Task list:
1: Decide whether each statement agrees with the groundwater model notebook, answering yes or no and quoting the words of the notebook that settle it. (a) The notebook imports the flopy library. (b) The Polygon and Point classes are imported from scipy. (c) The notebook's topic is numbered 3.
2: Write the next part of the groundwater model notebook, picking up after its last line.

Groundwater | Case Study

# Topic 4 : Model implementation

Dr. Xiang-Zhao Kong & Dr. Beatrice Marti & Louise Noël du Payrat

In [None]:
# Import libraries
# Import libraries
import sys
import os
import time
import pandas as pd
import geopandas as gpd
from shapely.geometry import Polygon, Point
from shapely.affinity import rotate, translate
from scipy.interpolate import griddata
from affine import Affine

import numpy as np
import matplotlib.pyplot as plt
import matplotlib.lines as mlines

import flopy
from flopy.discretization import StructuredGrid
from flopy.utils import Raster, GridIntersect

# Add the support repo to the path
sys.path.append('../')
sys.path.append('../SUPPORT_REPO/src')
sys.path.append('../SUPPORT_REPO/src/scripts/scripts_exercises')

Supplied information:
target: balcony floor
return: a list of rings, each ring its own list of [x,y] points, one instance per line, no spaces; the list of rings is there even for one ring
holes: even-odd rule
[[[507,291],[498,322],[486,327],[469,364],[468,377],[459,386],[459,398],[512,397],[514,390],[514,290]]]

Results:
1:
(a) Yes: "import flopy"
(b) No: "from shapely.geometry import Polygon, Point"
(c) No: "Topic 4 : Model implementation"

2:
# Import local modules
from data_utils import download_named_file, get_default_data_folder

# From Concept to Code: Implementing the Limmat Valley Model

In the previous steps, we defined our modeling objectives and developed a perceptual model of the Limmat Valley aquifer. We gathered data on the aquifer's geometry, its boundaries, and the key hydrological processes like recharge and river interaction.

Now, we will translate this perceptual understanding into a numerical groundwater model using **MODFLOW 2005** and the Python package **FloPy**. This process involves several key steps:

1.  **Discretization:** Defining the model grid (layers, rows, columns) that will represent our aquifer in space.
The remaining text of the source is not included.